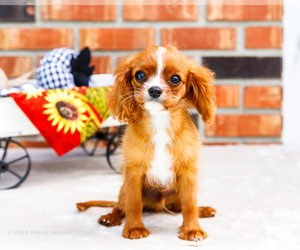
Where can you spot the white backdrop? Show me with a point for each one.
(291, 74)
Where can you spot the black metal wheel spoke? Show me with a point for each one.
(18, 159)
(7, 141)
(14, 173)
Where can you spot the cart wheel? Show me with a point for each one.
(114, 154)
(90, 145)
(14, 165)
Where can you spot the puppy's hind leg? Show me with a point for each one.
(115, 217)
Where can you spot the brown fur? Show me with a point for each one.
(196, 90)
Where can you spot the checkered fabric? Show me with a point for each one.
(55, 69)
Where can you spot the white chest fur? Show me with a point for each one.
(161, 172)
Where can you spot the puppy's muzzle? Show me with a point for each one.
(155, 92)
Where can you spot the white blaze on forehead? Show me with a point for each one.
(156, 82)
(160, 52)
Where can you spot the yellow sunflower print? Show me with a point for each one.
(65, 110)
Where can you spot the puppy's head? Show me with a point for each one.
(161, 78)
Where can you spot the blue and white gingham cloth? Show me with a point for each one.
(55, 69)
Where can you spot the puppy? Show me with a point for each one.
(153, 93)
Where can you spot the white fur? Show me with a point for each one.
(161, 172)
(156, 81)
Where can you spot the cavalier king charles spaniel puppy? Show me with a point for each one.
(153, 92)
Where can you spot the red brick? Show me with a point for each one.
(57, 10)
(244, 10)
(117, 38)
(263, 37)
(35, 38)
(228, 96)
(262, 97)
(102, 64)
(162, 10)
(200, 38)
(15, 66)
(245, 125)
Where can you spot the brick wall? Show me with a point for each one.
(241, 43)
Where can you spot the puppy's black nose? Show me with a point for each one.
(155, 92)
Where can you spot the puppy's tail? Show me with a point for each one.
(85, 205)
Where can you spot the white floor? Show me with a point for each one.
(255, 189)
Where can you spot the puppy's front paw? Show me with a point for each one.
(193, 235)
(135, 233)
(110, 220)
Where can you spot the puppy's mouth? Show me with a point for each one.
(153, 106)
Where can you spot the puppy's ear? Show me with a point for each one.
(123, 105)
(201, 92)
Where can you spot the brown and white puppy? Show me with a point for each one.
(153, 93)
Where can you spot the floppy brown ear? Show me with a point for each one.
(201, 92)
(123, 105)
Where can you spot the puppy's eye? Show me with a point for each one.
(175, 79)
(140, 76)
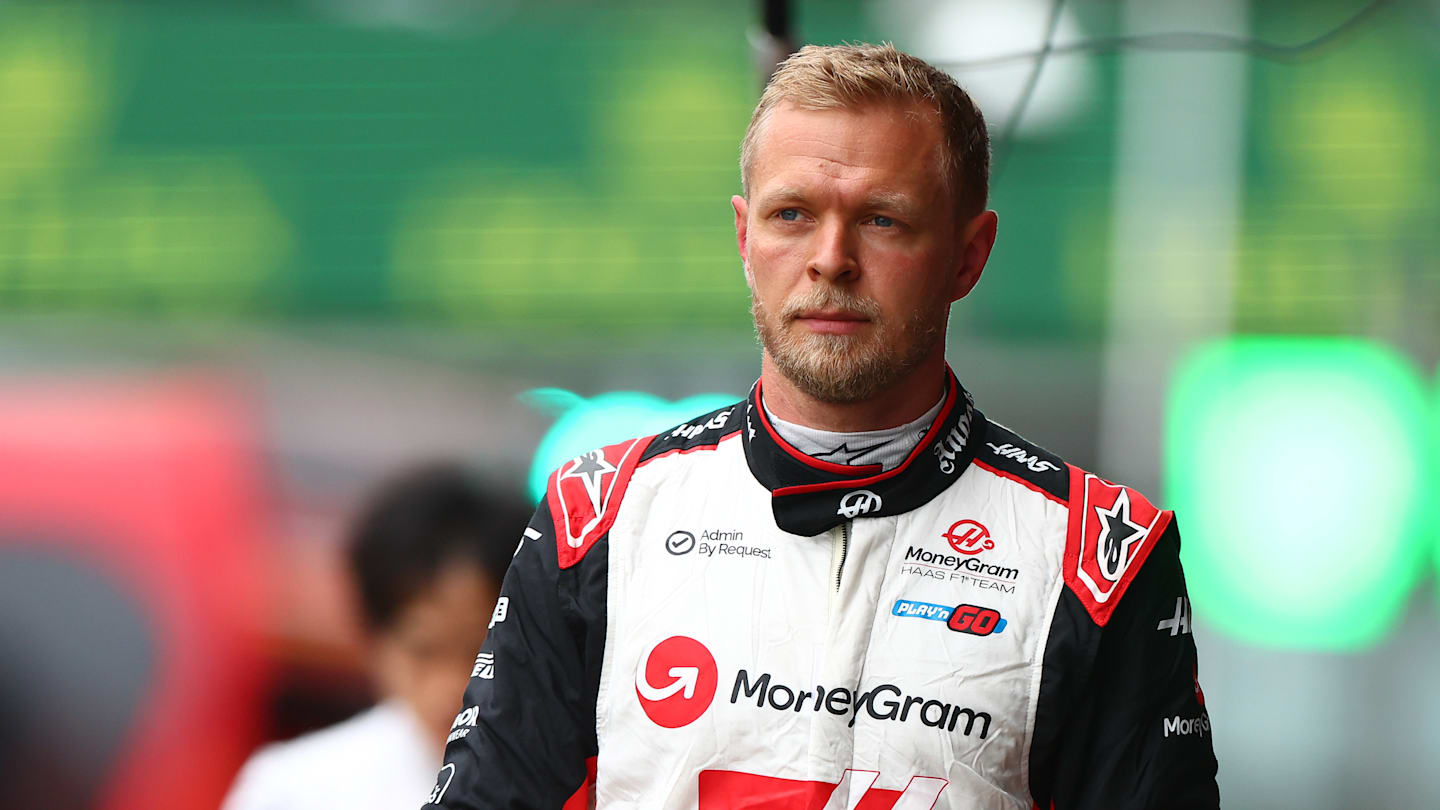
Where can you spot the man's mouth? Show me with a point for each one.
(831, 322)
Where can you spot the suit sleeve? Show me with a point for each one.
(524, 737)
(1122, 721)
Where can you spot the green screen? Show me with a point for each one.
(1298, 469)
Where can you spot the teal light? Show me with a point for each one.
(1298, 469)
(586, 424)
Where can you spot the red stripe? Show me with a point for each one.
(582, 796)
(1021, 482)
(684, 450)
(919, 448)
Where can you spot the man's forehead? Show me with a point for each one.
(893, 149)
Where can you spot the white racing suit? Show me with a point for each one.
(710, 619)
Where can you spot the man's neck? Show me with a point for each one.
(902, 402)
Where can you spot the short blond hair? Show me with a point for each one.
(853, 77)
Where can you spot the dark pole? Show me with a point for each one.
(775, 41)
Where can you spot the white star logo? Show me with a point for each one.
(591, 469)
(1118, 533)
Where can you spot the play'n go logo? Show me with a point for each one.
(676, 681)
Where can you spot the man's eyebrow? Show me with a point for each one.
(893, 201)
(784, 193)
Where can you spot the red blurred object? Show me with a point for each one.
(156, 486)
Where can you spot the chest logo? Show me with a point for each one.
(857, 503)
(676, 681)
(968, 536)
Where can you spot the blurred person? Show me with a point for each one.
(850, 588)
(426, 554)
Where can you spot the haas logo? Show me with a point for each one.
(968, 536)
(857, 503)
(676, 681)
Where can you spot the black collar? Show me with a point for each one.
(811, 496)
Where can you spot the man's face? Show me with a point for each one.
(426, 655)
(851, 247)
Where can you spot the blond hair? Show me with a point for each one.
(853, 77)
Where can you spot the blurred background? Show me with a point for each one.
(255, 257)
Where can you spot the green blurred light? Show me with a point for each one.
(606, 418)
(1298, 469)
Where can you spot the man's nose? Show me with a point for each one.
(833, 252)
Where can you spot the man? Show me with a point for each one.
(851, 590)
(428, 555)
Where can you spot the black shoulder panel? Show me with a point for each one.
(1001, 450)
(702, 431)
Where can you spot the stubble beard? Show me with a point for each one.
(847, 368)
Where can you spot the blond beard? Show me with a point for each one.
(844, 368)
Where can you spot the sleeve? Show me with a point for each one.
(524, 737)
(1129, 730)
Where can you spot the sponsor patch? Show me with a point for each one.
(1112, 531)
(857, 503)
(676, 681)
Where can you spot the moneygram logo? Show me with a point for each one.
(968, 536)
(676, 681)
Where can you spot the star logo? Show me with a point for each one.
(1118, 533)
(591, 469)
(846, 454)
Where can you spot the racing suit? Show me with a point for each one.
(710, 619)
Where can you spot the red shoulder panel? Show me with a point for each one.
(585, 495)
(1112, 531)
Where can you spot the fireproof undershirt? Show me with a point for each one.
(886, 447)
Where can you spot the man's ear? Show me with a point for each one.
(978, 237)
(740, 222)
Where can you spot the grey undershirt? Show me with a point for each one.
(886, 447)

☆ ☆ ☆ ☆ ☆

EXERCISE TASK> Reproduce every record above exactly, omitting the pictures.

TASK ANSWER>
Where can you spot the white backdrop? Show me with a point for each one.
(291, 74)
Where can you spot the black metal wheel spoke? Show me with a point for each one.
(18, 159)
(7, 141)
(14, 173)
Where can you spot the cart wheel? Show me with a point for each one.
(114, 154)
(90, 145)
(14, 165)
Where can you spot the puppy's hind leg? Show me with a point for each one.
(115, 217)
Where can you spot the brown fur? Show me with a point for each one.
(196, 90)
Where can you spot the checkered fabric? Show me with a point for each one.
(55, 69)
Where can you spot the white chest fur? Show me with a point for each one.
(161, 172)
Where can you spot the puppy's muzzle? Show me with a point for each one.
(155, 92)
Where can you spot the white blaze on forehead? Show me with a point for each one.
(156, 82)
(160, 52)
Where can you spot the yellow sunflower print? Show me with a point for each one.
(65, 110)
Where can you spot the puppy's head? Show me with a point for each one.
(161, 78)
Where can you spot the blue and white gingham cloth? Show me with a point for each one.
(55, 69)
Where can you spot the puppy? Show me with a point for each one.
(153, 93)
Where can you spot the white fur? Show me with a point for each one.
(161, 172)
(156, 81)
Where can you spot the cavalier king charles spaniel puppy? Show me with a point for each one.
(153, 92)
Where can you spot the red brick? Show me with a point for each one.
(57, 10)
(244, 10)
(117, 38)
(263, 37)
(35, 38)
(228, 96)
(262, 97)
(102, 64)
(162, 10)
(200, 38)
(15, 66)
(245, 125)
Where can you spot the brick wall? Show me with a point for each one.
(241, 43)
Where can you spot the puppy's black nose? Show me with a point for each one.
(155, 92)
Where can you spot the puppy's tail? Show me with a point for each one.
(85, 205)
Where can you spot the white floor? Show me with a point for each one.
(255, 189)
Where can you spot the puppy's front paw? Show me with a point for each one.
(193, 235)
(135, 233)
(110, 220)
Where can you spot the puppy's mouth? Show me with a point for each one.
(153, 106)
Where can you spot the puppy's ear? Show me with a point for each one.
(123, 105)
(201, 92)
Where can you spot the brown and white puppy? Show me with a point for each one.
(153, 93)
Where can you spot the floppy brown ear? Show me with a point for each one.
(201, 92)
(123, 105)
Where can you spot the puppy's eye? Show me with a point for each one.
(175, 79)
(140, 76)
Where can you spot the man's mouth? Show me with a point for each one.
(831, 322)
Where can you spot the suit sleeve? Show me with a point for each one.
(524, 737)
(1122, 721)
Where can you spot the green screen? Show me with a point for each one.
(1298, 469)
Where can you spot the teal light? Show me with a point for each one.
(1298, 469)
(586, 424)
Where can you spot the red stripe? Show me with a point for each one.
(582, 796)
(1021, 482)
(684, 450)
(919, 448)
Where can you spot the man's forehead? Show me with a point for each one.
(893, 149)
Where can you spot the white racing suit? Show me with a point for each one.
(710, 619)
Where can you spot the man's neck? Show me with a point for each one.
(902, 402)
Where can you spot the short blond hair? Show me with a point for each one.
(853, 77)
Where can you spot the dark pole? Show me with a point for each one.
(775, 41)
Where can you spot the white star logo? Show me with a point for each one.
(591, 469)
(1118, 533)
Where can you spot the play'n go logo? Show me with a point for each one.
(676, 681)
Where can you spot the man's eyebrow? Show me with a point for each one.
(893, 201)
(784, 193)
Where can you spot the red blurred object? Show me with a point for each one.
(156, 486)
Where can you spot the chest logo? Show me with a point for each one.
(857, 503)
(676, 681)
(968, 536)
Where can you spot the blurred person? Show me with a point for each one.
(850, 588)
(426, 554)
Where can you spot the haas logo? Show me with a point for each one.
(968, 536)
(857, 503)
(676, 681)
Where can you spot the black collar? Show me with a point for each one.
(811, 496)
Where can you spot the man's face? Show me with a point for each one.
(426, 655)
(851, 247)
Where can you spot the blond hair? Show me with a point for each one.
(853, 77)
Where can you spot the blurred background? Show me with a point for each one.
(255, 257)
Where can you spot the green blurred light? Show me with a point for each one.
(606, 418)
(1298, 469)
Where can you spot the man's nose? Show me with a point for each one.
(833, 252)
Where can you spot the man? Show me with a point for each one.
(851, 590)
(428, 555)
Where can you spot the black shoulder panel? Show me with a point for each one.
(1001, 450)
(702, 431)
Where can you spot the stubble beard? Show me with a point for each one.
(847, 368)
Where can you spot the blond beard? Show me with a point for each one.
(844, 368)
Where can you spot the sleeve? Show me with a point for each one.
(524, 737)
(1129, 730)
Where can you spot the sponsor patch? Show me with a point for each one.
(1112, 531)
(857, 503)
(676, 681)
Where can you spot the moneygram logo? Show me with a point for each one.
(968, 536)
(676, 681)
Where can you spot the star logo? Show me with a point for each one.
(1118, 533)
(591, 469)
(846, 454)
Where can you spot the racing suit? Show me with a point for each one.
(710, 619)
Where can you spot the red shoulder panel? Show me with a point for each one.
(585, 495)
(1112, 531)
Where can you spot the fireproof undershirt? Show me with a point for each one.
(886, 447)
Where can you spot the man's ear? Show me with a point for each one.
(978, 237)
(740, 222)
Where can you spot the grey undershirt? Show me with a point for each one.
(886, 447)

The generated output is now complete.